[GIVEN ENTRIES]:
===

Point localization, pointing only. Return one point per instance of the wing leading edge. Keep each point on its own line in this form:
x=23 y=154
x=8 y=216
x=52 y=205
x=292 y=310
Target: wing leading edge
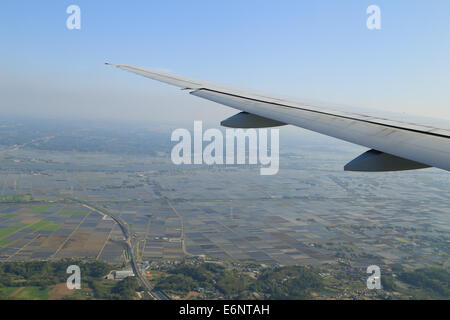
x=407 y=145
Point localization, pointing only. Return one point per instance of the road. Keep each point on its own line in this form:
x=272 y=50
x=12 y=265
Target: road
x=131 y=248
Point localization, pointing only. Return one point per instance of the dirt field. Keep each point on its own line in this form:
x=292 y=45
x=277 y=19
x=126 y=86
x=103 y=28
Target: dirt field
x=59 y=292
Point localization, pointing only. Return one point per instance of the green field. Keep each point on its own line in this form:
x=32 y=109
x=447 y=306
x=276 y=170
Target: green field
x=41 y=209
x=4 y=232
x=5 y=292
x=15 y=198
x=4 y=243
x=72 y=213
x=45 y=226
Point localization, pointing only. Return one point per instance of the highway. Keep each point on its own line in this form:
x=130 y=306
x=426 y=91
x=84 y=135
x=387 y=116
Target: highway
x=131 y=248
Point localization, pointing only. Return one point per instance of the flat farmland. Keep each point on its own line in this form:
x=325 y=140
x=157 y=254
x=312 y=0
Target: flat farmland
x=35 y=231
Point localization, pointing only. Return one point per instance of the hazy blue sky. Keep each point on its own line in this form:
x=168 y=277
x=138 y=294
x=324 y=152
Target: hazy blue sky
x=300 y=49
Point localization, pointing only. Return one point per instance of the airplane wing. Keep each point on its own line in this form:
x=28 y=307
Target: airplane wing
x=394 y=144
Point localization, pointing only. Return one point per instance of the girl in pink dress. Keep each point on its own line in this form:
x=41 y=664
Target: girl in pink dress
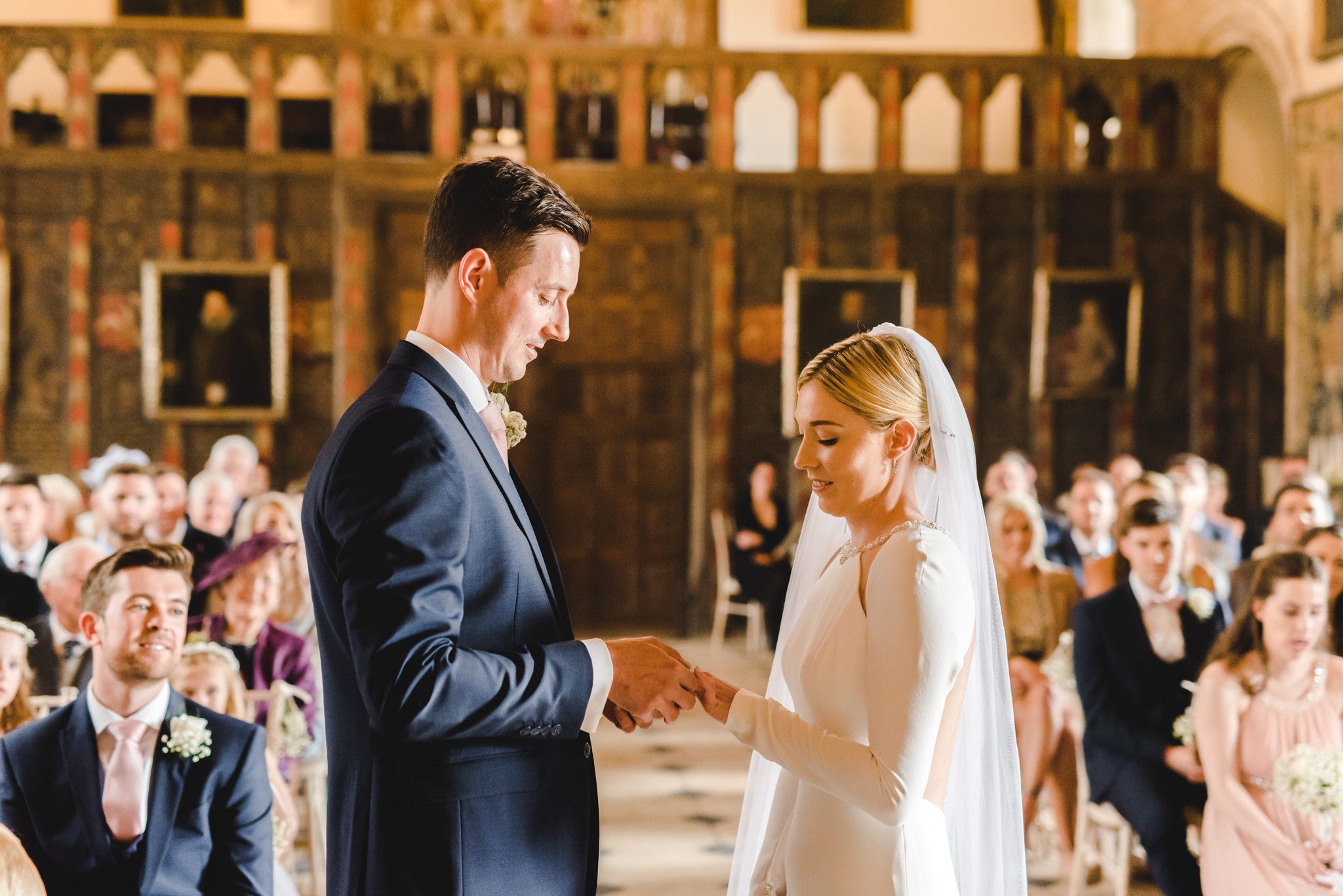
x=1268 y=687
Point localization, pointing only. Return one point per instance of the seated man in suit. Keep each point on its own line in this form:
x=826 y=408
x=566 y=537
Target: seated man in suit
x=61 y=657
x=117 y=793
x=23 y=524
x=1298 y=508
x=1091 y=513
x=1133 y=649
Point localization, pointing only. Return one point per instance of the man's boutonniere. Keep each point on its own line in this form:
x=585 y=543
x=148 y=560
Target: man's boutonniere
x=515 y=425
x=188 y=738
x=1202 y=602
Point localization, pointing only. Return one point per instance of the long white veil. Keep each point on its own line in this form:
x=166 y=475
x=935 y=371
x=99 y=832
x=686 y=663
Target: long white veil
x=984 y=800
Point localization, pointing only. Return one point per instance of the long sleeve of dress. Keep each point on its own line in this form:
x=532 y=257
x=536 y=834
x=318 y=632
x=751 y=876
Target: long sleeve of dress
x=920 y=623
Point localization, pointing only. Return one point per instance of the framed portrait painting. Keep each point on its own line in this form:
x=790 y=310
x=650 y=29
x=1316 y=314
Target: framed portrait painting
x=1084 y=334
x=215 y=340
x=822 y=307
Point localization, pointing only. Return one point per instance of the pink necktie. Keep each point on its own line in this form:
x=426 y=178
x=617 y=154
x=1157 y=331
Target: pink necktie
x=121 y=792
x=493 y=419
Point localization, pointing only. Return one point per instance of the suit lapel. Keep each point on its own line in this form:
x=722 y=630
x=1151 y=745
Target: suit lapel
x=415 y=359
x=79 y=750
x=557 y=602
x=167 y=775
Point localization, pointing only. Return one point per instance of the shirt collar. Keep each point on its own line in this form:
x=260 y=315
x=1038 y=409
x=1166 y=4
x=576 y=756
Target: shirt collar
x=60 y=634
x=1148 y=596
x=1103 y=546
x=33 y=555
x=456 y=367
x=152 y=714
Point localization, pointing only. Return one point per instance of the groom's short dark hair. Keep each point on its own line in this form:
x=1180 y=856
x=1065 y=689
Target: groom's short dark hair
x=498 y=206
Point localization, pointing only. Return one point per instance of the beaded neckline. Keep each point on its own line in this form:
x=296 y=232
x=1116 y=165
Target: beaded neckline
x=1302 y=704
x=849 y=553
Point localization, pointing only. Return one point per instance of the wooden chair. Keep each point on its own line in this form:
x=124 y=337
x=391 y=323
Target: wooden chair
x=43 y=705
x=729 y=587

===

For each entry, copy the text exactly and leave out any image it carries.

[SOLUTION]:
Point localization, pointing only. Return one point per instance of the wing leading edge. Keep each point on its own line in this form:
x=23 y=154
x=8 y=216
x=52 y=205
x=292 y=310
Target: wing leading edge
x=407 y=145
Point localization, pointing only. Return one point per instance of the road. Keep each point on its own line in this form:
x=272 y=50
x=12 y=265
Target: road
x=131 y=248
Point localization, pointing only. Return one point per instance of the dirt field. Keep each point on its own line in this form:
x=292 y=45
x=277 y=19
x=126 y=86
x=103 y=28
Target: dirt field
x=59 y=292
Point localization, pointing only. Return one point per instance of the green field. Keep each point on its own line in this form:
x=32 y=109
x=447 y=306
x=276 y=170
Target: green field
x=41 y=209
x=4 y=232
x=5 y=292
x=15 y=198
x=4 y=243
x=72 y=213
x=45 y=226
Point localization, pointing only. Return one point per instance of the highway. Keep each point on its own line in this form:
x=130 y=306
x=426 y=91
x=84 y=135
x=387 y=116
Target: highway
x=131 y=248
Point localization, pointing only. Return one point per instance of the flat farmland. Keep each point on its own line in this form:
x=325 y=140
x=157 y=254
x=312 y=0
Target: flat farmland
x=35 y=231
Point localization, pointing only. Return one point per instance of the hazy blue sky. Keep each point on its own line in this form:
x=168 y=277
x=138 y=294
x=324 y=152
Target: hazy blue sky
x=300 y=49
Point localization, pointing only. Return one point per instance of the airplane wing. Keep each point on its own line in this form:
x=28 y=307
Target: airplane wing
x=394 y=144
Point localization, pointing only. Return one point per instance of the girl in pink dress. Keep each point on its own line in this form:
x=41 y=664
Target: girl in pink dress
x=1268 y=687
Point localization, pointing only. Return one point per instance of the seated man in suit. Keep each point on its own line in this form:
x=826 y=408
x=566 y=537
Target: seated man in suit
x=61 y=657
x=117 y=793
x=23 y=524
x=1298 y=508
x=1091 y=513
x=1133 y=649
Point localization, pointing only. Return one point per instance of the man's boutonniere. Keep each point on its own line in this form:
x=585 y=543
x=148 y=560
Target: man's boutonniere
x=515 y=425
x=188 y=738
x=1202 y=602
Point localization, pointing only. Return one point per instance of the long white veil. Keep each point on its own line in this form:
x=166 y=475
x=935 y=371
x=99 y=832
x=686 y=663
Target: long white veil
x=984 y=800
Point localization, pointing only. Return one point per instance of the long sleeve of dress. Keep each point on its own line in this form:
x=532 y=257
x=536 y=834
x=318 y=632
x=751 y=876
Target: long sleeve of dress
x=920 y=623
Point localization, pointing only. Return one point per instance of the framed portrait painting. Keep each point on its own line in this form:
x=790 y=310
x=650 y=29
x=1316 y=314
Target: framed portrait painting
x=1084 y=334
x=215 y=340
x=822 y=307
Point localization, pointing only. Return one point per instance of the pink necktie. Keep each point on its own line in this form:
x=426 y=178
x=617 y=154
x=1157 y=331
Target: pink necktie
x=121 y=792
x=493 y=419
Point localization, pointing only. Return one point per instance of the suit lapel. Keep each point on its own line in this form:
x=722 y=630
x=1151 y=745
Target: suit lapel
x=415 y=359
x=79 y=750
x=557 y=602
x=167 y=775
Point localization, pointing only. Return one point per instance of the shirt collar. Keep each point on its own line in this form:
x=260 y=315
x=1038 y=409
x=1166 y=4
x=576 y=756
Target: shirt collar
x=60 y=634
x=1148 y=596
x=1103 y=546
x=33 y=555
x=456 y=367
x=152 y=714
Point localization, pointing only. Return one point per instance of the groom's short dark hair. Keep each point on its own line in this form:
x=1180 y=856
x=1065 y=689
Target: groom's short dark hair
x=498 y=206
Point localization, pointing only. Return one point per instance of the beaded neckline. Keep each point on its own line in this form:
x=296 y=232
x=1116 y=165
Target: beaded neckline
x=1302 y=704
x=849 y=553
Point localization, pointing only. Return one point per instance of the wooden chair. Keep each point on its own line in this form:
x=124 y=337
x=391 y=323
Target: wooden chair
x=43 y=705
x=729 y=587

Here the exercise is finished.